• **Exercise details**:
Output every line of the data below as a Markdown table with the columns No and Line, numbering the rows in order and leaving out blank lines.

START Task data

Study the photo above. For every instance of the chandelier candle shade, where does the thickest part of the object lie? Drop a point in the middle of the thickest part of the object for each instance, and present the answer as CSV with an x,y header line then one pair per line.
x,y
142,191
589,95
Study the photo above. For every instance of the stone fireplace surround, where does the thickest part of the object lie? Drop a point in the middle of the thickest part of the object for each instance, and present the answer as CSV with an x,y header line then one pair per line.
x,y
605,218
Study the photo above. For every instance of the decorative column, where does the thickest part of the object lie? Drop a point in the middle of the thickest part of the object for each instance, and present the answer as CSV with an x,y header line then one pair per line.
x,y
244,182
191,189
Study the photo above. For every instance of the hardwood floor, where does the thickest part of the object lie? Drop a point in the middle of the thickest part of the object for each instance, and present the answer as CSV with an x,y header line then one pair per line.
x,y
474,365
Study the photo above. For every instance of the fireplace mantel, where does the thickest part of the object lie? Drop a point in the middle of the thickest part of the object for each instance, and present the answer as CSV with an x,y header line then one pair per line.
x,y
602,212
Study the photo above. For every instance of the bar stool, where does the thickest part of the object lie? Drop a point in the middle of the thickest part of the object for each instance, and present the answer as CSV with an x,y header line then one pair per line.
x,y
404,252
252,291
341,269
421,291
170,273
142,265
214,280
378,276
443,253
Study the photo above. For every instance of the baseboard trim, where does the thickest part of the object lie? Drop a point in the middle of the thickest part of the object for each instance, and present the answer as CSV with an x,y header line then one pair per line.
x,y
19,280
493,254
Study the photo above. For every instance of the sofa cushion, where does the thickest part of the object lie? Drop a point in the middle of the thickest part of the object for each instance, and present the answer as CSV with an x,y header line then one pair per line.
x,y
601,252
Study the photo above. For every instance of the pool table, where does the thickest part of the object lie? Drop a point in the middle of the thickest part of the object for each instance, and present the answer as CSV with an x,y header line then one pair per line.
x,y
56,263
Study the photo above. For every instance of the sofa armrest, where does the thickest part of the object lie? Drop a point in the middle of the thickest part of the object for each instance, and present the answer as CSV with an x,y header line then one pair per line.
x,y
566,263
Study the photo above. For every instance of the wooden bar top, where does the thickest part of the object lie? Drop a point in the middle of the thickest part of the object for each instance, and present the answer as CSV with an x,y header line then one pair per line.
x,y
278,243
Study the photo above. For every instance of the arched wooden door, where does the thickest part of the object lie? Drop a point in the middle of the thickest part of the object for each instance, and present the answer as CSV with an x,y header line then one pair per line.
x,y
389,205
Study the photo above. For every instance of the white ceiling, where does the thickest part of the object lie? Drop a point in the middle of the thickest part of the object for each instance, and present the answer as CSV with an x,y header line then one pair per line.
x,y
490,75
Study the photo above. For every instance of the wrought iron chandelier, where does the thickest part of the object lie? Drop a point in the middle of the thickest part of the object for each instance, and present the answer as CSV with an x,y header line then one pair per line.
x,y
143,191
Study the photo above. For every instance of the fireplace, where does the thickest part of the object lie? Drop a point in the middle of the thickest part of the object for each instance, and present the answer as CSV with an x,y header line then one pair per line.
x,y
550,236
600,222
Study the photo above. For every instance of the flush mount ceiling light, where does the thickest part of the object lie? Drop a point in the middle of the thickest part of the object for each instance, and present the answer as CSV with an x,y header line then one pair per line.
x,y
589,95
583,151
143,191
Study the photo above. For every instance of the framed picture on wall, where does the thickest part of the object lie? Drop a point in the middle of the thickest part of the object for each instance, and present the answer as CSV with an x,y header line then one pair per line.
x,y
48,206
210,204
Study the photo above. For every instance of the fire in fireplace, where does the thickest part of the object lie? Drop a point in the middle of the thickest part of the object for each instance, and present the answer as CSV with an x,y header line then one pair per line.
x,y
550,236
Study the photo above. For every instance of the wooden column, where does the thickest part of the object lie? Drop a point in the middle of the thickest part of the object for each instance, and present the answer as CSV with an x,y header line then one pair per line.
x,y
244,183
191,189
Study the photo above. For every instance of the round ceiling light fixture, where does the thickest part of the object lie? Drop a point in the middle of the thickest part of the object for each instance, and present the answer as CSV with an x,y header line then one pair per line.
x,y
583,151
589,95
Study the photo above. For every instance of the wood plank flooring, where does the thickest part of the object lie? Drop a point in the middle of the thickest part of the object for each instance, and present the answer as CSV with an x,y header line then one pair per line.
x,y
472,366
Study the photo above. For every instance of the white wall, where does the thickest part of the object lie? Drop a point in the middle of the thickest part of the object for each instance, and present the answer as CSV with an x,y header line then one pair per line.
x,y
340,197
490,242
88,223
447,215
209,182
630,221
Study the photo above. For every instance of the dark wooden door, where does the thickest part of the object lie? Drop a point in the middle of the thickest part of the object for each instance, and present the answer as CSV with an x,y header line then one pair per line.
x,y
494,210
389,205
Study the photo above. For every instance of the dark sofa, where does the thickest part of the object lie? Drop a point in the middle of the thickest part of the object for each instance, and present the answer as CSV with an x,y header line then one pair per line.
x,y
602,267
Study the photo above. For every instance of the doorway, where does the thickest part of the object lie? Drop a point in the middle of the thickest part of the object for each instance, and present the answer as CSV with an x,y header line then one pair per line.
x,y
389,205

END Task data

• **Final result**:
| No | Line |
|---|---|
| 1 | Study the photo above. For every instance of the chandelier candle shade, where does the thickest part of the object lie? Drop a point in the middle of the thickest part of the object for each instance, and present the answer as CSV with an x,y header line then one pair per line. |
| 2 | x,y |
| 3 | 142,191 |
| 4 | 589,95 |
| 5 | Study the photo above. For every instance of the stone fireplace surround, where does the thickest part of the object lie? Drop a point in the middle of the thickest part of the object for each instance, and present the answer as CSV with an x,y header line then one pair per line. |
| 6 | x,y |
| 7 | 605,218 |
| 8 | Study the photo above. For every instance of the decorative column, where does the thickest part of the object lie? Drop a point in the middle of the thickest part of the object for each instance, and present the answer as CSV with an x,y header line then one pair per line. |
| 9 | x,y |
| 10 | 244,182 |
| 11 | 191,189 |
| 12 | Study the photo above. For every instance of the hardwood floor, where does the thickest part of the object lie? Drop a point in the middle of the thickest part of the object for each instance, and present the answer as CSV with an x,y header line then one pair per line. |
| 13 | x,y |
| 14 | 474,365 |
| 15 | Study the photo above. For every instance of the fireplace mantel, where does the thickest part of the object lie? Drop a point in the middle of the thickest part of the object for each instance, and present the answer as CSV with an x,y header line then one pair per line. |
| 16 | x,y |
| 17 | 602,212 |
| 18 | Study the photo above. For every instance of the bar stool, where does the thickest part of the object lie? Drop a point in the middle of the thickest part of the object for each instance, and present the answer as CSV with an x,y header line then one pair per line. |
| 19 | x,y |
| 20 | 404,252 |
| 21 | 252,291 |
| 22 | 341,269 |
| 23 | 421,291 |
| 24 | 170,273 |
| 25 | 142,265 |
| 26 | 214,280 |
| 27 | 378,276 |
| 28 | 443,253 |
| 29 | Study the photo above. For every instance of the baseboard trim, where does the thickest part of the object lie? Drop a point in the middle of the thickest part of the object for each instance, and present the answer as CSV with an x,y header line then one pair per line. |
| 30 | x,y |
| 31 | 19,280 |
| 32 | 493,254 |
| 33 | Study the photo above. For every instance of the sofa cushion, where does the thickest part of the object lie? Drop a point in the middle of the thickest part of the object for each instance, and present the answer as CSV with an x,y header line then one pair per line. |
| 34 | x,y |
| 35 | 601,252 |
| 36 | Study the photo above. For every instance of the pool table, where does the thickest part of the object lie? Drop a point in the middle of the thickest part of the object for each instance, and present the answer as CSV with an x,y header line then one pair per line. |
| 37 | x,y |
| 38 | 56,263 |
| 39 | Study the photo above. For every instance of the sofa armrest, where does the thickest part of the object lie? Drop a point in the middle of the thickest part of the object for each instance, and present the answer as CSV with an x,y header line then one pair per line. |
| 40 | x,y |
| 41 | 566,263 |
| 42 | Study the photo above. For every instance of the wooden bar top, where does the thickest part of the object lie? Drop a point in the middle of the thickest part of the object for each instance, and present the answer as CSV with an x,y header line then one pair per line. |
| 43 | x,y |
| 44 | 278,243 |
| 45 | Study the photo above. For every instance of the arched wooden door, where does the thickest part of the object lie? Drop a point in the middle of the thickest part of the object for each instance, and present the answer as CSV with an x,y header line then one pair per line. |
| 46 | x,y |
| 47 | 389,205 |
| 48 | Study the photo above. For every instance of the white ceiling, where does the thickest part of the object lie? Drop a point in the middle of the thickest part of the object for each instance, and present the answer as CSV with an x,y header line then one pair per line. |
| 49 | x,y |
| 50 | 490,75 |
| 51 | Study the photo above. For every instance of the wrought iron chandelier, where does the thickest part of the object lie? Drop a point in the middle of the thickest part of the object for each instance, and present the answer as CSV with an x,y header line then one pair per line. |
| 52 | x,y |
| 53 | 143,191 |
| 54 | Study the photo above. For every instance of the fireplace, where does the thickest part of the object lie? Drop a point in the middle of the thickest part of the object for each instance, and present the answer as CSV with an x,y header line then one pair per line. |
| 55 | x,y |
| 56 | 550,236 |
| 57 | 600,222 |
| 58 | Study the photo above. For every instance of the flush mount ceiling light, where does the thickest part of the object lie? Drop a point in the middle of the thickest part of the object for each instance, and present the answer as CSV with an x,y header line then one pair per line. |
| 59 | x,y |
| 60 | 589,95 |
| 61 | 583,151 |
| 62 | 143,191 |
| 63 | Study the photo above. For every instance of the framed picture on wall, where does the thickest part of the object lie? Drop a point in the middle of the thickest part of the object for each instance, and present the answer as CSV with an x,y header line then one pair per line. |
| 64 | x,y |
| 65 | 48,206 |
| 66 | 210,204 |
| 67 | Study the photo above. For every instance of the fire in fireplace, where does the thickest part of the object lie? Drop a point in the middle of the thickest part of the object for each instance, and present the answer as CSV with an x,y header line then one pair per line. |
| 68 | x,y |
| 69 | 550,236 |
| 70 | Study the photo above. For every instance of the wooden column, where does the thickest part of the object lie? Drop a point in the middle of the thickest part of the object for each instance, and present the answer as CSV with an x,y header line then one pair per line. |
| 71 | x,y |
| 72 | 244,183 |
| 73 | 191,189 |
| 74 | Study the photo above. For every instance of the round ceiling light fixture, where does the thickest part of the object lie? Drop a point in the middle of the thickest part of the object for each instance, and present the answer as CSV with an x,y header line then one pair per line. |
| 75 | x,y |
| 76 | 583,151 |
| 77 | 589,95 |
| 78 | Study the photo above. For every instance of the wood plank flooring, where does the thickest part of the object lie? Drop a point in the middle of the thickest part of the object for each instance, and present the answer as CSV with an x,y header line then one pair per line. |
| 79 | x,y |
| 80 | 472,366 |
| 81 | Study the photo above. For every instance of the white wall, where does the thickest part of the object lie? Drop a point in the middle of the thickest part of the object for each instance, and present the answer as CSV with an x,y header line then one pair per line. |
| 82 | x,y |
| 83 | 340,197 |
| 84 | 490,242 |
| 85 | 88,223 |
| 86 | 447,215 |
| 87 | 209,182 |
| 88 | 630,221 |
| 89 | Study the photo above. For every instance of the dark wooden door, where does the thickest part of the object lie? Drop a point in the middle of the thickest part of the object for each instance, and present the answer as CSV with an x,y header line then one pair per line. |
| 90 | x,y |
| 91 | 494,210 |
| 92 | 389,205 |
| 93 | Study the photo above. For every instance of the dark sofa, where does the thickest part of the object lie? Drop a point in the middle of the thickest part of the object for each instance, and present the answer as CSV with an x,y header line then one pair per line. |
| 94 | x,y |
| 95 | 602,267 |
| 96 | Study the photo above. For every instance of the doorway, where does the thickest part of the object lie? Drop a point in the middle of the thickest part of the object for each instance, and present the answer as CSV with an x,y header line then one pair per line. |
| 97 | x,y |
| 98 | 389,205 |